DOCUMENT TEXT:
━━━━━━━━━━━━━━━━━━━━━━━━━━━━━━
Identify file pattern, take count of pattern, then act

ampsys · May 13, 2015, 12:52am

Guys -
Need your ideas on a section of code to finish something up. To make a long story short, I'm parsing a print output file that goes to pre-printed forms. I'm intercepting it, parsing it, formatting it, cutting it up into individual pages, grabbing the text I want in zones, building an .fdf (declares the zones), then populating (pdftk).

All of this is working fine.... In the end, I separate docs that have multiple pages (from those that don't) into a separate directory where I want to slam them together..in order. Single .pdf...for these multipages all with common "ID" name.

No problem getting the concatenation to work manually - I need your help with the code at the end of this bash script.

I've got a directory ($DIRECTORY) that has files that looks like this:

368363.pdf
368363-2.pdf
368363-3.pdf
368373.pdf
368373-2.pdf
368373-3.pdf
368389.pdf
368389-2.pdf

The beauty is, this directory will ONLY contain files that have other files matching it's first six characters as I move through line by line. And it WILL be in order with the first file being 'filname.pdf' and everything following...by line...being 'filename-2(++).pdf'.

What I want to do is simple...read the directory, take in a file, one at a time, store all it counterparts with the -'X'.pdf into a variable, then slam them all together with pdftk before I get to the next line (i.e - pdftk $ALL $pdform cat output $linem (m to indicate multipage since pdftk is a bitch about using same input and output names. I can put in a line at the end to move it all and cleanup).

Something like:

for f in $DIRECTORY; do
         FILE=$(echo ${f##*/})         #Cut out the path leaving filename.pdf
        CATEM=$(ls -1f|grep $FILE|sort|uniq|tr '\r\n' ' ') # Gives me each file, separated by space (rather than line) to input to pdftk as a variable...
━━━━━━━━━━━━━━━━━━━━━━━━━━━━━━
SUPPLIED INFORMATION:

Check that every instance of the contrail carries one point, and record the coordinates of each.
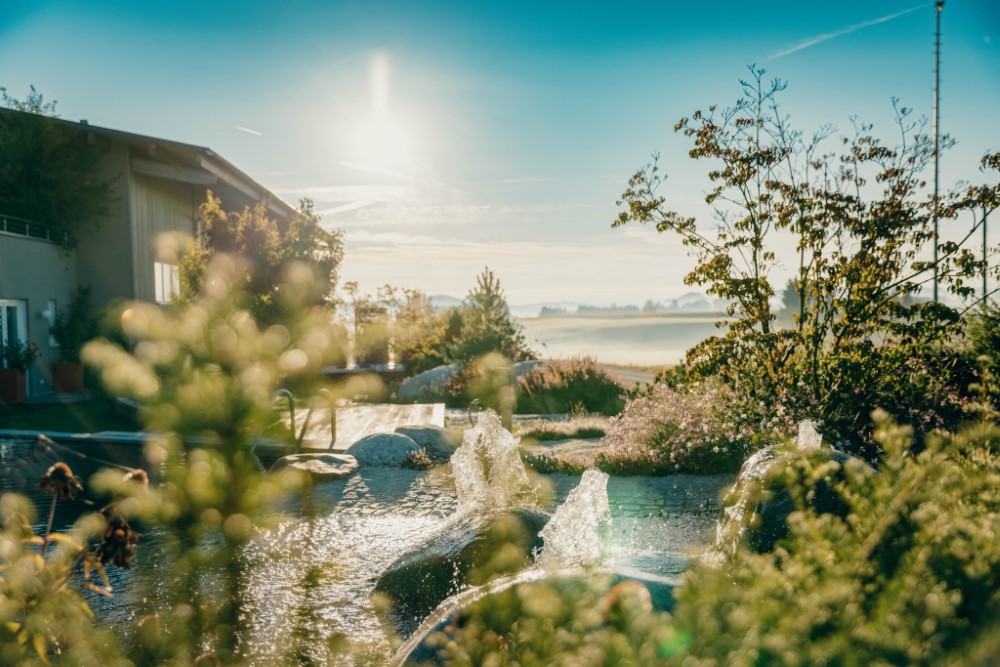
━━━━━━━━━━━━━━━━━━━━━━━━━━━━━━
WHAT YOU WILL DO:
**A.** In the forum post about merging multipage PDFs, which tool does the poster use to populate the form zones?
**B.** Carry on with the forum post about merging multipage PDFs from the point where it stops.
You won't need the data.

EXPECTED RESULTS:
**A.** pdftk

**B.**
I'm lost after this. I don't think my plan is going to work because the original file will contain EVERYTHING and won't be re-read as I 'do stuff'....

Need some fresh eyes/ideas on this...this script is HUGE and does a ton of processing and I think I'm just getting tired of looking at it! Lol...

Thanks, fellas.

clx · May 13, 2015, 1:48am

You can skip the further processing if the files are "counterparts". To be clear, if the filename contains "-" (or any other check which you think would be safe).

Something like..

for f in $DIRECTORY; do
  echo $f | grep -q '-'
  if [ $? -eq 0 ]; then
    continue # pick the next file if its not the main file
  else
    FILE=$(echo ${f##*/})
    CATEM=$(ls -1f|grep $FILE|sort|uniq|tr '\r\n' ' ')
    # any other stuff 
  fi
done

RudiC · May 13, 2015, 4:28am

With extended pattern matching, available in recent bash , you could try

for f in !(*-*).pdf
   do CATEM=$(ls ${f%.*}*)
      echo $CATEM
   done
368363-2.pdf 368363-3.pdf 368363.pdf
368373-2.pdf 368373-3.pdf 368373.pdf
368389-2.pdf 368389.pdf

If the order is relevant, you'll need another step.

Don_Cragun · May 13, 2015, 4:34am

ampsys:

Guys -
Need your ideas on a section of code to finish something up. To make a long story short, I'm parsing a print output file that goes to pre-printed forms. I'm intercepting it, parsing it, formatting it, cutting it up into individual pages, grabbing the text I want in zones, building an .fdf (declares the zones), then populating (pdftk).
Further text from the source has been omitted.